Therefore it would be reasonable to consider that an addressable subject consists of a permanent address where one can find a permanent resource content. Unfortunately, permanence for both resource and address is wishful thinking for most on-line information. And given the dynamic state of the Web, permanence of an address is generally more likely to occur than permanence of content, and it would be dangerous to transfer here a way of thinking inherited from resource management in the library universe. Paper documents have stable content, even if they keep changing address. In a library, you can consider a book as an addressable subject, even if you have hard time finding out its address on the shelves because the library has been reorganized since your last visit. When you eventually find the book you’re looking for, you know its content has not changed since it’s been printed or the last time you handled it. On the Web, it’s often the other way round. The book does not move, but the text inside is ever-changing ...

Subject Indicators

If now we consider a so-called non-addressable subject, the resource is considered as a subject indicator rather than the subject in itself, and the problematic is slightly different. At the above quoted address http://www.topicmaps.org/xtm/1.0 there is an addressable document which indicates quite well a non-ambiguous subject, of which a name is "XTM specification version 1.0". I can certainly download and print a document from there, and I could with good reasons pretend it to be a personal copy of the specification. This address is intended to be stable. The resource is a standard specification, so it should not change content. But maybe some minor modifications in comments or other parts of the document may occur with the time. Should I say that the subject has changed, and modify the subject identity? Certainly not, and at this point, we begin to have a different notion of what a subject indicator could be, and see that something is happening, at the boarder between addressable and non-addressable, at this address where the subject indeed is "living". A subject indicator may be understood as a person (the resource) living at a permanent address (the URL). Even if I know the person is ever changing with time, she’s considered to have always the same identity. If I’ve not been visiting that address for a while, I hope anyway I will meet and identify there the "same ever changing person".

2. Requirements for standard Published Subjects Indicators

In principle just any resource and address, provided the above stability requirements are satisfied, could be used as Subject Indicator. But it should make sense that dedicated resources - Published Subject Indicators - should be defined and declared by their authors and publishers to be maintained for this specific and only use. Let’s see what kind of requirements one would need for that.

Declared and dedicated resource and address

The first technical requirement is that authors and publishers declare in a standard non-ambiguous way that what they publish is intended to be a Subject Indicator, and that this publication has this unique dedicated purpose. This declaration could appear for example in the form of a dedicated standardized namespace, so that any user could recognize a standard PSI directly from its very address syntax. Another obvious way is to define a PSI as a <topic> in a <topicMap> document, and to declare it is intended to be a PSI through an <instanceOf> element, referring to some authoritative address like http://www.topicmaps.org/psi/psi.htm (a recursive PSI for the notion of PSI).

[Do this]
Carry on the passage about Published Subject Indicators past its final sentence, keeping its line of argument about requirements for them.

[Supplied entries]

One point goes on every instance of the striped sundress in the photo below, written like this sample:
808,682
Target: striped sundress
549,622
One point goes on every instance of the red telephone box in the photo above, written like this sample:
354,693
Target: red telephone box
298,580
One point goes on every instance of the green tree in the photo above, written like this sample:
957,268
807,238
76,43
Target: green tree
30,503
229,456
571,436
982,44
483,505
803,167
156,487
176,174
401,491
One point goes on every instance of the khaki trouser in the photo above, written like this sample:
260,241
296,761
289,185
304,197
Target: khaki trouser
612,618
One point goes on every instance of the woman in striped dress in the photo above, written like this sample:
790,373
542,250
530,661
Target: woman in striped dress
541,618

---

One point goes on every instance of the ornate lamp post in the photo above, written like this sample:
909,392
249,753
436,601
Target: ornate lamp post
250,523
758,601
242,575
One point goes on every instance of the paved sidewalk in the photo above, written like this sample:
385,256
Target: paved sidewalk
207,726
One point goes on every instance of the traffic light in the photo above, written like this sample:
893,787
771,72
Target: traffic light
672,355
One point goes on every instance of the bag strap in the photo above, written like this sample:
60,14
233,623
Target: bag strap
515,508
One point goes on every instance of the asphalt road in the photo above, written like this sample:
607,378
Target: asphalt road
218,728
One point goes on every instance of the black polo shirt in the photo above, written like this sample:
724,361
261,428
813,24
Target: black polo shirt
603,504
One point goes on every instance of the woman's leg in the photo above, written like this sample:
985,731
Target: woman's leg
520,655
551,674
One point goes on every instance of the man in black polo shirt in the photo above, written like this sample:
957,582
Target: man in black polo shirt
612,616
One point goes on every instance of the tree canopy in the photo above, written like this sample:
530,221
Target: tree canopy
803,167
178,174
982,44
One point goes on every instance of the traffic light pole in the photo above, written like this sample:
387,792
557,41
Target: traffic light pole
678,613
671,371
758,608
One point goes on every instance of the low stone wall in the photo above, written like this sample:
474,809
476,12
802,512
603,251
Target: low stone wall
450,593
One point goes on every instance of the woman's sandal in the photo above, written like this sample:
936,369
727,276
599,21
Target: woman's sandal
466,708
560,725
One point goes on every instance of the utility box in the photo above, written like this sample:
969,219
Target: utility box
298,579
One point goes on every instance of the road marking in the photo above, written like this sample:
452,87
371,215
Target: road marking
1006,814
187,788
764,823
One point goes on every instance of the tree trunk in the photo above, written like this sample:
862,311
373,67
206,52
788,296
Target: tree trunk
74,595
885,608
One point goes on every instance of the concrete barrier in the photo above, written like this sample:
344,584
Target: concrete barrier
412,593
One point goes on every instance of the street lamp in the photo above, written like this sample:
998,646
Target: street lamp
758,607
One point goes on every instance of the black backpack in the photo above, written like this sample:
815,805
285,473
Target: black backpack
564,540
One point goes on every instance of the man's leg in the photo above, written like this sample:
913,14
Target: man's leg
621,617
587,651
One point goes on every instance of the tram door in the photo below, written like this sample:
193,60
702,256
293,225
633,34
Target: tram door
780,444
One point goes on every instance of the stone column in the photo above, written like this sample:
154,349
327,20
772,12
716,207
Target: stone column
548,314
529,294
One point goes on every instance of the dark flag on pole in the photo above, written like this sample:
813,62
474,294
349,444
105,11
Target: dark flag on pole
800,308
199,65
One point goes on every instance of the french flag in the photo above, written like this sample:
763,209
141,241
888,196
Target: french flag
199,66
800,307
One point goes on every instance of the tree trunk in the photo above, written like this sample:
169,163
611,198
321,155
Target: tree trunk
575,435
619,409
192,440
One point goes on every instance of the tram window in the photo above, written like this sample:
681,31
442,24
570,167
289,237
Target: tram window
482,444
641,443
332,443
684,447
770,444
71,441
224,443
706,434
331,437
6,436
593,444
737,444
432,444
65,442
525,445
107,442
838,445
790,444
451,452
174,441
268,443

---

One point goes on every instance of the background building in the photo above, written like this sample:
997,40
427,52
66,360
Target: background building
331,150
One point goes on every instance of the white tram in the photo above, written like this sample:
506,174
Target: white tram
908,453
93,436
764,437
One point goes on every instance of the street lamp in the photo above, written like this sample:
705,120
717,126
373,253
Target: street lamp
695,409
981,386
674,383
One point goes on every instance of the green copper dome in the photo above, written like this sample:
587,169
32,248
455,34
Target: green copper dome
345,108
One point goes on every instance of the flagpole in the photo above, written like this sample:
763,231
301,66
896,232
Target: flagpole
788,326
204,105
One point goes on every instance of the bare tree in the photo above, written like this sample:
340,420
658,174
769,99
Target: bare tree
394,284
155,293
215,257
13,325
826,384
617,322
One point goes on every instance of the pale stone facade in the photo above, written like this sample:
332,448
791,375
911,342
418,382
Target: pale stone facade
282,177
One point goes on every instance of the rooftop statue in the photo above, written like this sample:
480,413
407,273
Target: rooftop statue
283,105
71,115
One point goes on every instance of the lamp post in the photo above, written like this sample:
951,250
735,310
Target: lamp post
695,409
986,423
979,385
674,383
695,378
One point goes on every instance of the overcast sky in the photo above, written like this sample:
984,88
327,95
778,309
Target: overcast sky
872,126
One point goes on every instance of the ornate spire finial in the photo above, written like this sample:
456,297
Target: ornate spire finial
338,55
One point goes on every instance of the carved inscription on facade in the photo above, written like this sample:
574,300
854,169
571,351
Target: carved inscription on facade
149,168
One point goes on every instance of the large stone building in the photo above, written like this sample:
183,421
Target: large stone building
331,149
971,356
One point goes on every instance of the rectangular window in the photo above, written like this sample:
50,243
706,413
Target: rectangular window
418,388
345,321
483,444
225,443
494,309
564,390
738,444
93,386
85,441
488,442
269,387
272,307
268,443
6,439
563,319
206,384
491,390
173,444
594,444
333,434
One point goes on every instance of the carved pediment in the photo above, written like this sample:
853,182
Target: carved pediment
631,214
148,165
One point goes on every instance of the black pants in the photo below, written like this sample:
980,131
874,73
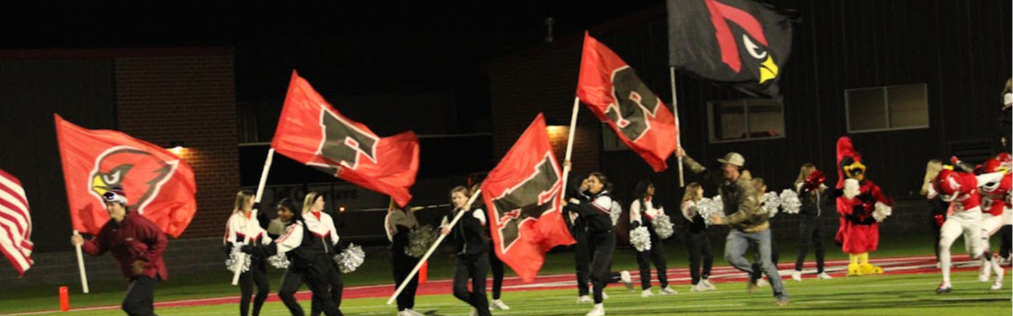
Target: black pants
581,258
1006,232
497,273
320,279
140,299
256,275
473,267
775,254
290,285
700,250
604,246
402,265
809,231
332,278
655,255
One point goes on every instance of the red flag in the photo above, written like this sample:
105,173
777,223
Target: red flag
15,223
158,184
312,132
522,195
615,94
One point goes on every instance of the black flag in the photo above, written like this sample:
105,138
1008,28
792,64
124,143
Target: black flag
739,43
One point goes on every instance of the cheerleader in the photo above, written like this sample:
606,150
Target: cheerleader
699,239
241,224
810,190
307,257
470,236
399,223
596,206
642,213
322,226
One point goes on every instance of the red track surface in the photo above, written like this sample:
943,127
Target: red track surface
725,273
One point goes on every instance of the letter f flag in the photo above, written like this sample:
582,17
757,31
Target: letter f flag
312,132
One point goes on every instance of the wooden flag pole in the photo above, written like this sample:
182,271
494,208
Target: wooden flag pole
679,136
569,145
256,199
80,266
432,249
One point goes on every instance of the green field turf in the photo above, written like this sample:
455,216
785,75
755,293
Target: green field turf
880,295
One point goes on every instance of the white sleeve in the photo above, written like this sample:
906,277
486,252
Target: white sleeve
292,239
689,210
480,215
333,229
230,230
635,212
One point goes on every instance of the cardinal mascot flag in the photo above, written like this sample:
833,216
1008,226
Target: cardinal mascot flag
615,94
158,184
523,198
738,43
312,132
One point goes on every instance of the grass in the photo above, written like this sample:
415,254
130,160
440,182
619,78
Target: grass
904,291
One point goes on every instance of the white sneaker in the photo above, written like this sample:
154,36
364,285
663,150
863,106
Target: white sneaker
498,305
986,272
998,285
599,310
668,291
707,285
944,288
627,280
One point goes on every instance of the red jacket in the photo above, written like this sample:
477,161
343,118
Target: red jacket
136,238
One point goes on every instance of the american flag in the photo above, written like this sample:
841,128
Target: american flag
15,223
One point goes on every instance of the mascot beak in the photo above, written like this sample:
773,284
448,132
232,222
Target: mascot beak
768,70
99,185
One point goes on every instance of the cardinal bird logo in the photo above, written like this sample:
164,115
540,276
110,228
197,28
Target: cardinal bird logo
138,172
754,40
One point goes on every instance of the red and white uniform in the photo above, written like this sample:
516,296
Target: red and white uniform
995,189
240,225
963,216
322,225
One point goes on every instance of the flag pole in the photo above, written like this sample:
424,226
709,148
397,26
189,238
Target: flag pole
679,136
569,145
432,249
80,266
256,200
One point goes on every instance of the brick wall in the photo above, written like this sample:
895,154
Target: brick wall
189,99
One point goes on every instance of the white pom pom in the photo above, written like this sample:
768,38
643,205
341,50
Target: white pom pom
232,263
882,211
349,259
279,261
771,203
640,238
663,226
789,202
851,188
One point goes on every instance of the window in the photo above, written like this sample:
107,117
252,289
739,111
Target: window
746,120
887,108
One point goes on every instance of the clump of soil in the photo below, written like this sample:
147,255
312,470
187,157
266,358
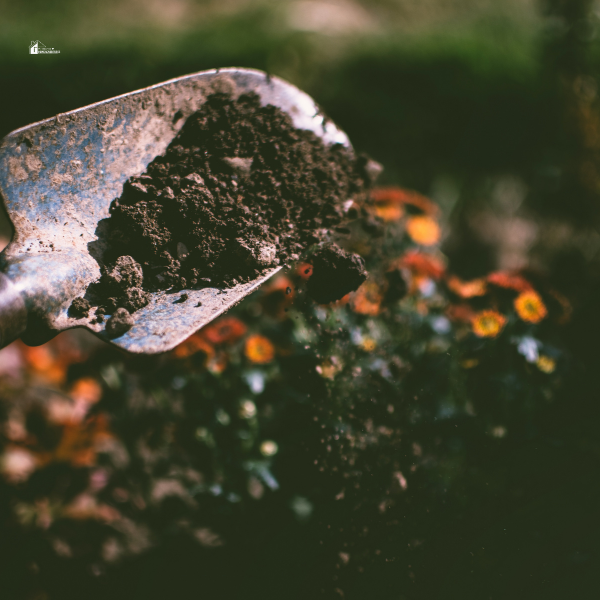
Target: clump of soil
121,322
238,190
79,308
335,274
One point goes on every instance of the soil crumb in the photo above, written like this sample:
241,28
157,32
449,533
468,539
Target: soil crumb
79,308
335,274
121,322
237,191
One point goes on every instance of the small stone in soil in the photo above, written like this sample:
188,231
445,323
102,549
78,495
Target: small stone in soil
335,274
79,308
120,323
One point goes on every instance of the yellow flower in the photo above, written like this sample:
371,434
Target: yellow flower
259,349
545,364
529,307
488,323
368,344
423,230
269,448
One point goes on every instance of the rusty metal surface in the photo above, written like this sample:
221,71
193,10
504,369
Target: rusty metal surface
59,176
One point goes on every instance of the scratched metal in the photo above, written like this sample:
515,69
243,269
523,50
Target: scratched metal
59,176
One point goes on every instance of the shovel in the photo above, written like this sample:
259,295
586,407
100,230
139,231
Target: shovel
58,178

[Output below]
To ensure widespread adoption by topic maps authors and users, public directories of PSI could be referenced in some general index. But of course it’s not reasonable nor scalable to imagine that every other single PSI will be centralized in a single repository. In fact, it’s more likely to imagine the sustainable development of independent repositories managed inside communities of knowledge.

Bootstrapping authority and expertise :

Any dedicated repository, following closely the previous rules of declaration and stability, would have right to pretend to be a reference PSI repository. But it's clear that only validation by a community will ratify this unilateral declaration. The authority and expertise of the authors and publishers will be of course a strong basis to begin with for this ratification. But, as for any standard, the wide-scale ratification is likely to result from some bootstrapping process. A good standard is a standard which is widely used and acknowledged ... so it should be very interesting for any PSI repository to maintain an index of its most significant public users, and that every single PSI itself contains an index of occurrences, back linking to the <topic> elements in topic maps using it. Of course, if a PSI repository is itself organized as a topic map, it will be all the more easy to achieve that. The community of users implicitly or explicitly defined by the "back links" is what is called hereafter the "external content" of the PSI. It is the very basis of the bootstrapping process. New users will choose a reference PSI not only for the sake of its content’s quality (definition, description or representation of the subject) but also for the sake of quality and width of its community of users. As time goes, this "external content" will be in fact the most important to build up authority.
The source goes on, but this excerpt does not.